● WORK TASK
Each line from the one containing "Point to the oval" through the last line of the entries below is to be transcribed exactly. Nothing else belongs in the reply.

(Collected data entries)
####

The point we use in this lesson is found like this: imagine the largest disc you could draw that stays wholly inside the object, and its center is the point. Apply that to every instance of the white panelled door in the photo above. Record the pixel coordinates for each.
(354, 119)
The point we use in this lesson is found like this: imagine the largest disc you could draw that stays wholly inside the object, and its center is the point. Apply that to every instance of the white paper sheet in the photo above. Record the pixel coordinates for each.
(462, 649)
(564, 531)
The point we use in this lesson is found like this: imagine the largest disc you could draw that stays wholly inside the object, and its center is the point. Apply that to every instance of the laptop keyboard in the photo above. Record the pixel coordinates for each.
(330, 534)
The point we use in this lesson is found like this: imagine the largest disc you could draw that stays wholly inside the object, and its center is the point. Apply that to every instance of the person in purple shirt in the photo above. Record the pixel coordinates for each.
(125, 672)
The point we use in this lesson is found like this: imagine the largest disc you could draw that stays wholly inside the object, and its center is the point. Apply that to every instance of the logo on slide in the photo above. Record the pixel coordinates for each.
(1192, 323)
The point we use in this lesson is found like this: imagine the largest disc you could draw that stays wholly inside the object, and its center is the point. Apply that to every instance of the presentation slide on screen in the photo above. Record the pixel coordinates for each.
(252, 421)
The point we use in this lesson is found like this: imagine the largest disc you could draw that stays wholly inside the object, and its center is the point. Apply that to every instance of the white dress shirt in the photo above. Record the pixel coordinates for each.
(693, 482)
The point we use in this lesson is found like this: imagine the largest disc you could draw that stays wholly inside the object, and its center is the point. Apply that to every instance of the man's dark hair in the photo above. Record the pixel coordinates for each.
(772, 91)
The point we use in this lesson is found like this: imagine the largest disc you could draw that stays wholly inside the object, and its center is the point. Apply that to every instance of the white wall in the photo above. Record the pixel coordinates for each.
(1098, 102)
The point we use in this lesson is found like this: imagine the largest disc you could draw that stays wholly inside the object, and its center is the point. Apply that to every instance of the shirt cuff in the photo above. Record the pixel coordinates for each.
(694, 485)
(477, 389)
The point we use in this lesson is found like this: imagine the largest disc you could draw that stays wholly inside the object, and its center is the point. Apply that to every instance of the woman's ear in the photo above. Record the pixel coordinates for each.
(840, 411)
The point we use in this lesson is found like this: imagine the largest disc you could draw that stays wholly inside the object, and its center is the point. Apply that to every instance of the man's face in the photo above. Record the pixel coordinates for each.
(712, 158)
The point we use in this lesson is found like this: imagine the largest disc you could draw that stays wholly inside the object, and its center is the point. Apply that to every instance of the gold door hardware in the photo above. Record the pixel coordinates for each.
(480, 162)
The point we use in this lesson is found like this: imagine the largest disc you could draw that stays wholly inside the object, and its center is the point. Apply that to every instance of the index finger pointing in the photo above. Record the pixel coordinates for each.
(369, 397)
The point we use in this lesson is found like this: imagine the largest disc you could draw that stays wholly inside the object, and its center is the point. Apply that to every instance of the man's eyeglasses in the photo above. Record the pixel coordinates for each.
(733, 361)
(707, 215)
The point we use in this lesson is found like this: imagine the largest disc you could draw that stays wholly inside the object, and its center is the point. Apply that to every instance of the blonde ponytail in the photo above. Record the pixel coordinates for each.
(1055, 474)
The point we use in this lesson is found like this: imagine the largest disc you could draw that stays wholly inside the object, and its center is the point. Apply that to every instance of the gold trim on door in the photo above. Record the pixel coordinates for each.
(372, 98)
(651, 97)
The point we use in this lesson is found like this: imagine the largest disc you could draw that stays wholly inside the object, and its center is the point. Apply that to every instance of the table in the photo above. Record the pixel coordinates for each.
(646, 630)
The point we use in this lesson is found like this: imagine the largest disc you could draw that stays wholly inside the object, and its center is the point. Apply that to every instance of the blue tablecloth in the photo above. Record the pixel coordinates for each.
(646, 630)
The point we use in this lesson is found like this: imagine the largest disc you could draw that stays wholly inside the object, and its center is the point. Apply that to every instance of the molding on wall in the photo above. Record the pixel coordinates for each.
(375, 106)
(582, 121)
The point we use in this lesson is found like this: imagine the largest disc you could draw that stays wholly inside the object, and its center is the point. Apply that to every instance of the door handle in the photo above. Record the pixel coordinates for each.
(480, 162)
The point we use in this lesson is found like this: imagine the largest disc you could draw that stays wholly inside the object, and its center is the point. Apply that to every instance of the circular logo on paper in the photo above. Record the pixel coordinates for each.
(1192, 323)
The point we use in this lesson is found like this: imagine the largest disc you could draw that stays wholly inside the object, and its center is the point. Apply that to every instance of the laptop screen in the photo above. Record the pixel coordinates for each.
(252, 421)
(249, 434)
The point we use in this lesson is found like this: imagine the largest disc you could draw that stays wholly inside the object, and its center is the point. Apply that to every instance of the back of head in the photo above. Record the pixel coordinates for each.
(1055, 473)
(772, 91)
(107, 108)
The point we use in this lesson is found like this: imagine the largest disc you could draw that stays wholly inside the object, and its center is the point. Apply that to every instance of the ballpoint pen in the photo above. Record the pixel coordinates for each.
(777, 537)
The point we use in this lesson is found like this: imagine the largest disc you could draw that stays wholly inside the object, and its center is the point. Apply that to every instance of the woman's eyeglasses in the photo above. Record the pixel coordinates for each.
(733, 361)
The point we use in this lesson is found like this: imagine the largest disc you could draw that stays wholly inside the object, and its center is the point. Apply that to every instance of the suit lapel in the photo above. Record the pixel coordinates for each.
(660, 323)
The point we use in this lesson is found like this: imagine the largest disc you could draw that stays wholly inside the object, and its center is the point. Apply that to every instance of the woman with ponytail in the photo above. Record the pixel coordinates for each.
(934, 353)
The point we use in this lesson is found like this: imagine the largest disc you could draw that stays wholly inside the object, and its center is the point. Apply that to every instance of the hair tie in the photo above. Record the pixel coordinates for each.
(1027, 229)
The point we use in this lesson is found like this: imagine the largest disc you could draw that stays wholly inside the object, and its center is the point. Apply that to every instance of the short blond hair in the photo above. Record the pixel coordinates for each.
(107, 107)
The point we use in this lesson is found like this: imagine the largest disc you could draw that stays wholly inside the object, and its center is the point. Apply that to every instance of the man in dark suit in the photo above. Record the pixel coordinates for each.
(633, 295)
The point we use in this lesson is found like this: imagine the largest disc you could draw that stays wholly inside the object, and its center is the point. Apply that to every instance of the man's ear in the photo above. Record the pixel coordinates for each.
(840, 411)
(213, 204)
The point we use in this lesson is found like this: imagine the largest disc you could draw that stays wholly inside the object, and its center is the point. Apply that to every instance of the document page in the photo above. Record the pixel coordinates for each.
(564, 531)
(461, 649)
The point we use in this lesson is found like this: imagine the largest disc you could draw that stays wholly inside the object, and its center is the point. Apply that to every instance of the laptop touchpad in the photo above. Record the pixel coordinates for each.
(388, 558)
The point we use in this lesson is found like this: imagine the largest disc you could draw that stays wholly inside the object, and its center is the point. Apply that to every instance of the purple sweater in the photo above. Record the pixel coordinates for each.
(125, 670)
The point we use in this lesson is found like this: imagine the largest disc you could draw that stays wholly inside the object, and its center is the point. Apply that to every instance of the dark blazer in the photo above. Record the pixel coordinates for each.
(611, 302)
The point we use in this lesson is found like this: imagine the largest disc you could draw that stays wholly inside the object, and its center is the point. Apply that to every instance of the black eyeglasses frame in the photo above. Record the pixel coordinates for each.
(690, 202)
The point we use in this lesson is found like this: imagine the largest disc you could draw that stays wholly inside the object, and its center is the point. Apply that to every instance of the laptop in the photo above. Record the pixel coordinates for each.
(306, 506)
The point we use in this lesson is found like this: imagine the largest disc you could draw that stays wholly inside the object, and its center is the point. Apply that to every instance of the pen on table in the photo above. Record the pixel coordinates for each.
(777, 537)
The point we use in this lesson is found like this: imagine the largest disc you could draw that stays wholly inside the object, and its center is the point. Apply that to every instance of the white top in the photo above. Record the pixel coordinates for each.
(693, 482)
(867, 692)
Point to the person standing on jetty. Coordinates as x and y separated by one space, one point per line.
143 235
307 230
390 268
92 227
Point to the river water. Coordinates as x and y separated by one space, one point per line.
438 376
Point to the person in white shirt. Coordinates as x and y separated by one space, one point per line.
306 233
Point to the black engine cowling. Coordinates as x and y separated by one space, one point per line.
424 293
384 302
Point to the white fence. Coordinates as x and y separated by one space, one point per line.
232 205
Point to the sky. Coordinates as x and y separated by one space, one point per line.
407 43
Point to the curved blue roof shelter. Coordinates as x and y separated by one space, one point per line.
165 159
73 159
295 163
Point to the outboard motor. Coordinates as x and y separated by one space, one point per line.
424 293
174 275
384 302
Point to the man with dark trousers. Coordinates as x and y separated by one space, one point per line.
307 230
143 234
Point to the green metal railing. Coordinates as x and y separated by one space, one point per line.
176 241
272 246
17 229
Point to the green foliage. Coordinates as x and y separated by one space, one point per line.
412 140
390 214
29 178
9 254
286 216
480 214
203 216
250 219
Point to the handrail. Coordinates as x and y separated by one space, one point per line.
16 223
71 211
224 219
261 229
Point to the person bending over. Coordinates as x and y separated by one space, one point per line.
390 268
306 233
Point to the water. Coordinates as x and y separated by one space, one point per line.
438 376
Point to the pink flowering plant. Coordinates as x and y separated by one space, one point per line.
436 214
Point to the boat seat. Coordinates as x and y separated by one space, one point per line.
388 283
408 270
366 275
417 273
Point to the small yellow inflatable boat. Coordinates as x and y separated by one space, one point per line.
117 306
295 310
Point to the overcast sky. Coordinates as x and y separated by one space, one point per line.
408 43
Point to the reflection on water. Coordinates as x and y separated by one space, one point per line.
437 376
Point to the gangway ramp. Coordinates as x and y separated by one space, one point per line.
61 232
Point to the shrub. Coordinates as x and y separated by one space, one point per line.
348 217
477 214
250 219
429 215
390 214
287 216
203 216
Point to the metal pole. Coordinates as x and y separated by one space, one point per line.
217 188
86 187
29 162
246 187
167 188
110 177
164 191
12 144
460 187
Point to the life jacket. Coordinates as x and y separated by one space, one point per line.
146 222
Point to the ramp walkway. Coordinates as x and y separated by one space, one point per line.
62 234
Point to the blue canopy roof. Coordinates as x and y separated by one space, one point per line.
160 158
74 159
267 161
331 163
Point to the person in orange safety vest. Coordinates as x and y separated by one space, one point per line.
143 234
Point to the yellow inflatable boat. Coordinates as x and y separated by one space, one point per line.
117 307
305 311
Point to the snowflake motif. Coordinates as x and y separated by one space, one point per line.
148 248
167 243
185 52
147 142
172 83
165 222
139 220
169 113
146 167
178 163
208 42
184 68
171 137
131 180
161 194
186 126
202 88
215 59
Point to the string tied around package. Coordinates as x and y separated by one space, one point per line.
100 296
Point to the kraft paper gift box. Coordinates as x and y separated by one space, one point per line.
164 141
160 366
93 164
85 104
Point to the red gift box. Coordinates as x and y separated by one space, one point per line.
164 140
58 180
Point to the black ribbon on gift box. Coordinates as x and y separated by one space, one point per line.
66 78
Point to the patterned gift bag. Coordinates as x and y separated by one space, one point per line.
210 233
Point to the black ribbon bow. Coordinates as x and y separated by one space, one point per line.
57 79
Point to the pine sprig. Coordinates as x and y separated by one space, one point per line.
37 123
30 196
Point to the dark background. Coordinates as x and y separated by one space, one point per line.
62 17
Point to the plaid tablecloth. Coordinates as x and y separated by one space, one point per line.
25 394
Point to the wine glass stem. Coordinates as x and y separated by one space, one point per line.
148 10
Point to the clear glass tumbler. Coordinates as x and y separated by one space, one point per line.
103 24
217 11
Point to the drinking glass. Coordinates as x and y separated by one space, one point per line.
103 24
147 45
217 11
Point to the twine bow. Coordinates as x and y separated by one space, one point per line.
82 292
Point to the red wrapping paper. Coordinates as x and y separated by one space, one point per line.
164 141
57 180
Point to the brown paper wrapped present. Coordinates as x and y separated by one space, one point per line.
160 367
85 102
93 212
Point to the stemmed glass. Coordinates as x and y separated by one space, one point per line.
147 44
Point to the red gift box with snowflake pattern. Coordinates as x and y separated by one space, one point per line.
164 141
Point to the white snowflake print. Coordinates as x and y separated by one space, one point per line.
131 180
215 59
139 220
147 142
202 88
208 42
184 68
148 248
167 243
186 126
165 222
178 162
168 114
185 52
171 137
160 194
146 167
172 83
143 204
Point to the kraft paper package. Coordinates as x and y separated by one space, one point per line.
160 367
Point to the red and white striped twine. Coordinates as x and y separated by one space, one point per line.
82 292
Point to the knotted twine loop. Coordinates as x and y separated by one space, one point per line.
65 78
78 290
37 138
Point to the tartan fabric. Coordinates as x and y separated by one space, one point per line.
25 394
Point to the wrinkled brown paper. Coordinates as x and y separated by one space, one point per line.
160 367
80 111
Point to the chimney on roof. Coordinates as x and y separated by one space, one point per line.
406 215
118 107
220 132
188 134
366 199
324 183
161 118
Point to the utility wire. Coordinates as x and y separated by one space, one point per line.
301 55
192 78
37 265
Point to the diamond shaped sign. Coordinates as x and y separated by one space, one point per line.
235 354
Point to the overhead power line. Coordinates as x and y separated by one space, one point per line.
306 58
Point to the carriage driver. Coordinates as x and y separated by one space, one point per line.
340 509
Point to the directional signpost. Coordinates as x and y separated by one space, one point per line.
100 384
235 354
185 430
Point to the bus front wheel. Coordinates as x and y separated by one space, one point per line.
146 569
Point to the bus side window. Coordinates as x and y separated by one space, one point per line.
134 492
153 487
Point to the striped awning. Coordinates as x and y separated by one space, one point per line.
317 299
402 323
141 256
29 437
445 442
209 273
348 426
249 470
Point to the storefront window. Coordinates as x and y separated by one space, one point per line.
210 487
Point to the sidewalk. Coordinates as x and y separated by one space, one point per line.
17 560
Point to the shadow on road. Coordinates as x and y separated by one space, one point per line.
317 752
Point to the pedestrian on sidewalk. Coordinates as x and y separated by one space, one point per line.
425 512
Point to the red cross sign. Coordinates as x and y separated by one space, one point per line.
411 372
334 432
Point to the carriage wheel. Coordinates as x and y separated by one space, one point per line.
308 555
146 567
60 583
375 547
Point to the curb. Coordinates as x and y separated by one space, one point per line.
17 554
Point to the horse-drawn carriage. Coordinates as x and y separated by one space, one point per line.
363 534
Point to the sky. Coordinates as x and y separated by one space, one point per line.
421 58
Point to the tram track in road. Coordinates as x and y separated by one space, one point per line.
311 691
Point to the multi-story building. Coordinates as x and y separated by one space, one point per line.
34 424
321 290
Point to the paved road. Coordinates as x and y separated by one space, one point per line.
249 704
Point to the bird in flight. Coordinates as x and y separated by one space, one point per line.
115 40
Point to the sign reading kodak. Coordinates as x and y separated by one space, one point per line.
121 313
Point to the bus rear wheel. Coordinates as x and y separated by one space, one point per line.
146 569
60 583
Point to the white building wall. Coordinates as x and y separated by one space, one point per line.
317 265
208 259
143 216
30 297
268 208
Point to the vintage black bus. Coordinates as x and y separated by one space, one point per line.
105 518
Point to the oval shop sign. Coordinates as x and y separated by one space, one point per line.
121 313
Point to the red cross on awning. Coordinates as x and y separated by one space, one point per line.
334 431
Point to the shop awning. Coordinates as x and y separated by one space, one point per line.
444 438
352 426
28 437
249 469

####

● YOUR RESPONSE
Point to the oval shop sign. Coordinates as x and y separated by one space, one point per line.
121 313
Point to the red cross on awning. Coordinates as x and y separated by one space, one point per line.
334 431
Point to the shop awning. Coordinates as x and y separated by one space, one point per line.
444 438
352 426
28 437
249 469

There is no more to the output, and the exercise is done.